Friday, June 12, 2009

The Cap-and-Trade Anti-Stimulus

Memeorandum had this story up a couple of days ago regarding how cap-and-trade will affect Lion Oil in El Dorado, Arkansas.

Call it the Anti-Stimulus, but if the climate-change legislation goes through as currently written, Lion Oil will have to shut down and lay off 1,200 employees.

Steve Cousins, VP of refining for Lion Oil, testified before Congress and explained that the allowances being given to oil refineries (2%) isn't fair. He sees it as an attack on domestic refiners: "This bill's treatment of domestic refiners with respect to the allocation of allowances is simply a thinly veiled attack on crude oil as an energy source and domestic refiners as a provider of energy to consumers, farmers and truckers," Cousins said.

To continue operations, Cousins explained that his company would have to spend $180 million buying carbon credits during just the first five years of the program. Their annual net profit is on $13 million.

> [OBJECTIVE 1]:
Shorten the paragraph of the cap-and-trade post that begins "Steve Cousins, VP of refining" while keeping its main facts.

> [WORKING DATA]:
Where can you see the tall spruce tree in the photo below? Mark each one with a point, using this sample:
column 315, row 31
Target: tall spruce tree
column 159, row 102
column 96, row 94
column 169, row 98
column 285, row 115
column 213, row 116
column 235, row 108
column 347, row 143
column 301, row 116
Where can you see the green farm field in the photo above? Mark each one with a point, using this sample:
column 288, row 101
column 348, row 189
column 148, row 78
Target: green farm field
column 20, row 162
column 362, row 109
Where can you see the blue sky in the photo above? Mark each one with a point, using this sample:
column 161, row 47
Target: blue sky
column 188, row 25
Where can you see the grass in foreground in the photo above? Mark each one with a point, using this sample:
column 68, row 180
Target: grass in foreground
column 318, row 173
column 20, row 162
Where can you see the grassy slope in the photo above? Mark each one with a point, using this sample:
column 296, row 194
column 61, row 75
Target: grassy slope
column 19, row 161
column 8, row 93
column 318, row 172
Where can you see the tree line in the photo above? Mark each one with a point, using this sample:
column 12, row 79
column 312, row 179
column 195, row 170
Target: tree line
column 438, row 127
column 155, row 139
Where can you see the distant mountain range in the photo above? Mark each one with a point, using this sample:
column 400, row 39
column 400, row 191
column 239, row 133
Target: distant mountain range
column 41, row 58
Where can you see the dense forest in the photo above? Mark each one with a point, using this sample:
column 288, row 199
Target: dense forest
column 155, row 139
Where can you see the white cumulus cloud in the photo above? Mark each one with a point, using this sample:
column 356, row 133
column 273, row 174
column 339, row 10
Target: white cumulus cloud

> [OBJECTIVE 2]:
Lay out as a numbered list the lines of the entries from the one containing "Where can you see the distant" through the end of the entries, both included, and leave out any blank lines.

> [REPLY 1]:
Steve Cousins, Lion Oil's VP of refining, told Congress that the 2% allowance share given to oil refineries is unfair. He called the bill's allocation a thinly veiled attack on crude oil as an energy source and on domestic refiners as energy providers to consumers, farmers and truckers.

> [REPLY 2]:
1. Where can you see the distant mountain range in the photo above? Mark each one with a point, using this sample:
2. column 400, row 39
3. column 400, row 191
4. column 239, row 133
5. Target: distant mountain range
6. column 41, row 58
7. Where can you see the dense forest in the photo above? Mark each one with a point, using this sample:
8. column 288, row 199
9. Target: dense forest
10. column 155, row 139
11. Where can you see the white cumulus cloud in the photo above? Mark each one with a point, using this sample:
12. column 356, row 133
13. column 273, row 174
14. column 339, row 10
15. Target: white cumulus cloud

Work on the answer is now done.